Given text:
++++++++++

What makes Vidalia onions so sweet?

Researchers at the University of Georgia Agricultural and Environmental Services Laboratories (AESL) want to make sure that the Vidalia onions you buy every year are as sweet as you expect them to be.

The official vegetable of Georgia, Vidalia onions are known for being sweet because of the low sulfur environment of the sandy Coastal Plain soils in the southern part of the state where they are grown, said Daniel Jackson, manager of the Crop Quality Lab, a unit within AESL in the College of Agricultural and Environmental Sciences.

Field features

With around 30 approved varieties of Vidalia onions grown in Georgia, each with slightly different flavor characteristics, Jackson and his fellow researchers are trying to determine how to ensure consistently sweet onions — in every field, under any growing conditions, in every harvest year.

“We’re talking about 20 counties where Vidalia onions are grown, all of which have similar soil types, but there’s a lot of variability, even within a single field. The main point of this research is to determine if the in-field variability of soil characteristics is enough to change onion pungency or onion flavor profile,” said Jason Lessl, program coordinator of the AESL’s Soil, Plant and Water Analysis Laboratory.

++++++++++

Extracted information:
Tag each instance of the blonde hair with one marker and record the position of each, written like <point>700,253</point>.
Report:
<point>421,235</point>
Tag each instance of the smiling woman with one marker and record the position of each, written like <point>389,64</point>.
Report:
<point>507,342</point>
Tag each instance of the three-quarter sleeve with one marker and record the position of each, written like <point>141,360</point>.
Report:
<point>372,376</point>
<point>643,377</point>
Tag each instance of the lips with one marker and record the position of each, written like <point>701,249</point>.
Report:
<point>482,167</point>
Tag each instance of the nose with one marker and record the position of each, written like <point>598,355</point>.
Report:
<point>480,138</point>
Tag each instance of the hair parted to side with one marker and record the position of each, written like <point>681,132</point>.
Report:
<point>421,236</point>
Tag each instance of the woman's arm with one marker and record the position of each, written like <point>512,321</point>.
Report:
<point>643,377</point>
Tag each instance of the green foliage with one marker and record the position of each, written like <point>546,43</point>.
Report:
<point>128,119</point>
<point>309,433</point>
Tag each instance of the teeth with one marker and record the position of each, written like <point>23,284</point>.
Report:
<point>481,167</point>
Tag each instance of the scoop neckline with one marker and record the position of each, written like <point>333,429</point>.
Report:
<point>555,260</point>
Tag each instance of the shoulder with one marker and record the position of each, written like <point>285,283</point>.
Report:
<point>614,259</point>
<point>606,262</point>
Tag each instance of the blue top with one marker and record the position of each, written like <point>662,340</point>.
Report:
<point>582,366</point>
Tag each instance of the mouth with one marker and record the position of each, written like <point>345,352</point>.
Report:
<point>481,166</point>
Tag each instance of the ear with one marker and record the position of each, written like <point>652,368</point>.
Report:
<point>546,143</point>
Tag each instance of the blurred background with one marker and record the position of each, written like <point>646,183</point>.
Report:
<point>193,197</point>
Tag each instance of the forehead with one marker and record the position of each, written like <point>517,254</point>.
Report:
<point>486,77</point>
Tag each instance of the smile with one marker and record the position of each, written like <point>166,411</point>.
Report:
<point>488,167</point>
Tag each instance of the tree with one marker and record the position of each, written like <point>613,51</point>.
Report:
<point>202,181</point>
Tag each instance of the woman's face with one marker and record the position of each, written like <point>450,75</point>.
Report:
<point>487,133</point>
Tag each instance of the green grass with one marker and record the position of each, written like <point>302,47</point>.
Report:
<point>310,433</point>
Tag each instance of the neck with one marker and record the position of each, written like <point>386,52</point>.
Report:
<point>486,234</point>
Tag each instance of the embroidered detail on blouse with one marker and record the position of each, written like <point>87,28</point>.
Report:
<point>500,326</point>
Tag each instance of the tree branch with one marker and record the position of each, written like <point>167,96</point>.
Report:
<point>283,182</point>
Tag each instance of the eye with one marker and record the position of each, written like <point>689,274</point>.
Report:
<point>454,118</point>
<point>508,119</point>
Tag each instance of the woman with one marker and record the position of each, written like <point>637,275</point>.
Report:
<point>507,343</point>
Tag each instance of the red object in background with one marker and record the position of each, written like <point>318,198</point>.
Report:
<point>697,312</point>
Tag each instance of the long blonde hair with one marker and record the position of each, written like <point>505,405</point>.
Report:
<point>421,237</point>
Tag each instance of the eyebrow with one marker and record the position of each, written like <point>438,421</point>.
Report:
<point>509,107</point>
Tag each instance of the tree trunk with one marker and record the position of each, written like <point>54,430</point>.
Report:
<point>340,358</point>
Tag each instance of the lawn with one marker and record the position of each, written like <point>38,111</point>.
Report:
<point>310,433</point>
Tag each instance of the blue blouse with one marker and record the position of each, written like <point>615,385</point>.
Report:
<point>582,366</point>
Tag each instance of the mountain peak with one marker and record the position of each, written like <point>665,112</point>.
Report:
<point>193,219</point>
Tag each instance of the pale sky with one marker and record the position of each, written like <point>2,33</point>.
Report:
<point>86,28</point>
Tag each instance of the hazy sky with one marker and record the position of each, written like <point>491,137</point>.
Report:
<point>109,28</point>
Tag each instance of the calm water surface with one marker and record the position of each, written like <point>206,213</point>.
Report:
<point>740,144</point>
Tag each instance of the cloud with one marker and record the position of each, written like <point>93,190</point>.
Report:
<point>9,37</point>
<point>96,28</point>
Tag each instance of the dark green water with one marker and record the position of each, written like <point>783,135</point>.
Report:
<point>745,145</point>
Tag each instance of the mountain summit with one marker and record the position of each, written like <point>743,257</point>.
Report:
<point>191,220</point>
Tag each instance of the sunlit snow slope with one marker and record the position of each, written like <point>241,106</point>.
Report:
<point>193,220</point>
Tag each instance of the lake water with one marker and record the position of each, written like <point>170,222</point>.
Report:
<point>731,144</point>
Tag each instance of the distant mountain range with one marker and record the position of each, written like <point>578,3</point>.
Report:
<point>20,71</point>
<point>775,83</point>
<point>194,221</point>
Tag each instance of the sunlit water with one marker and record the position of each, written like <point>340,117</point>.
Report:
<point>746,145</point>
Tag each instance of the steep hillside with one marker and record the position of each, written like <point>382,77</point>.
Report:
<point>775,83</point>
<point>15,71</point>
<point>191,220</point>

++++++++++

Jobs:
(a) Name every laboratory, lab unit, or college that the onion article mentions.
(b) Copy, line for line and unchanged, the part of the rows that opens with the line containing "Tag each instance of the lake" and closes with the last line of the rows.
The rows have no connection to the onion article.

Written responses:
(a)
- University of Georgia Agricultural and Environmental Services Laboratories (AESL)
- Crop Quality Lab
- College of Agricultural and Environmental Sciences
- Soil, Plant and Water Analysis Laboratory

(b)
Tag each instance of the lake water with one marker and record the position of each, written like <point>170,222</point>.
Report:
<point>731,144</point>
Tag each instance of the distant mountain range with one marker and record the position of each, written like <point>578,3</point>.
Report:
<point>20,71</point>
<point>775,83</point>
<point>194,221</point>
Tag each instance of the sunlit water with one marker and record the position of each, written like <point>340,117</point>.
Report:
<point>746,145</point>
Tag each instance of the steep hillside with one marker and record the position of each, written like <point>382,77</point>.
Report:
<point>775,83</point>
<point>15,71</point>
<point>191,220</point>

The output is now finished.